● SELECTED EXCERPT:
Apache Airflow Tutorial – DAGs, Tasks, Operators, Sensors, Hooks & XCom

July 28, 2020 Joy Lal Chattaraj

Now that you have read about how different components of Airflow work and how to run Apache Airflow locally, it’s time to start writing our first workflow or DAG (Directed Acyclic Graphs). As you may recall workflows are referred to as DAGs in Airflow. If you haven’t already read our previous blogs and wish to know about different components of airflow or how to install and run Airflow please do.

But before writing a DAG, it is important to learn the tools and components Apache Airflow provides to easily build pipelines, schedule them, and also monitor their runs. Here we will list some of the important concepts, provide examples, and use cases of the same. If you wish to read the complete documentation of these concepts, it’s available here on the Airflow Documentation site.

DAGs and DAG Runs

DAGs are a collection of tasks where all the tasks (if connected) are connected via directed lines.  Traversing the graph, starting from any task, it is not possible to reach the same task again hence, the Acyclic nature of these workflows (or DAGs).

DAGs are defined using python code in Airflow, here’s one of the example dag from Apache Airflow’s Github repository. Here, we have shown only the part which defines the DAG, the rest of the objects will be covered later in this blog.

● PROVIDED MATERIAL:
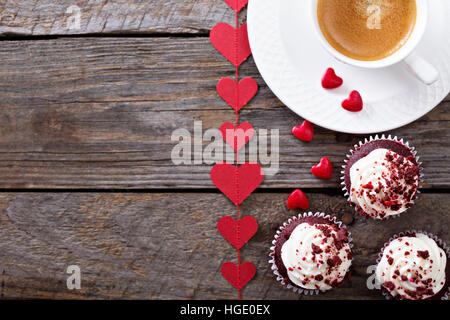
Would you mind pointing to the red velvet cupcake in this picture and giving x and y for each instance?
(381, 177)
(311, 253)
(413, 265)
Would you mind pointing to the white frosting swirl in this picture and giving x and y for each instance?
(383, 183)
(412, 267)
(323, 267)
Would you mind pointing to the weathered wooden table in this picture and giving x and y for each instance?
(86, 117)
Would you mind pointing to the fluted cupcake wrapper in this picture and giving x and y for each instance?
(440, 243)
(359, 145)
(277, 235)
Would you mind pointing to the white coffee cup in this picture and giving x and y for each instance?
(422, 69)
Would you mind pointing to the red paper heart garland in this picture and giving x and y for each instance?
(236, 182)
(222, 35)
(238, 275)
(237, 232)
(237, 5)
(236, 94)
(236, 137)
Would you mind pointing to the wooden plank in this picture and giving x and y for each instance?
(165, 246)
(48, 17)
(99, 113)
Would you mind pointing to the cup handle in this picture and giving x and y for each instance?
(422, 69)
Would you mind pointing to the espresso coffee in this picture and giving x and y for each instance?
(367, 30)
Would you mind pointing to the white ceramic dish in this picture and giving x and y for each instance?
(292, 60)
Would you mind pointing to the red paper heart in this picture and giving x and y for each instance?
(330, 80)
(231, 43)
(237, 183)
(238, 276)
(298, 199)
(237, 232)
(305, 132)
(236, 137)
(323, 170)
(237, 95)
(353, 103)
(237, 5)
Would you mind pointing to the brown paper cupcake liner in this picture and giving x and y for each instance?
(274, 268)
(439, 242)
(383, 137)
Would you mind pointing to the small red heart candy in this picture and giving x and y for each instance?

● WRITTEN TASKS:
A. According to the Airflow tutorial, how are DAGs defined in Airflow?
B. Please duplicate the stretch of the Airflow tutorial from "But before writing" through "in this blog.".

● RESPONSES PER TASK:
A. DAGs are defined using Python code.

B.
But before writing a DAG, it is important to learn the tools and components Apache Airflow provides to easily build pipelines, schedule them, and also monitor their runs. Here we will list some of the important concepts, provide examples, and use cases of the same. If you wish to read the complete documentation of these concepts, it’s available here on the Airflow Documentation site.

DAGs and DAG Runs

DAGs are a collection of tasks where all the tasks (if connected) are connected via directed lines.  Traversing the graph, starting from any task, it is not possible to reach the same task again hence, the Acyclic nature of these workflows (or DAGs).

DAGs are defined using python code in Airflow, here’s one of the example dag from Apache Airflow’s Github repository. Here, we have shown only the part which defines the DAG, the rest of the objects will be covered later in this blog.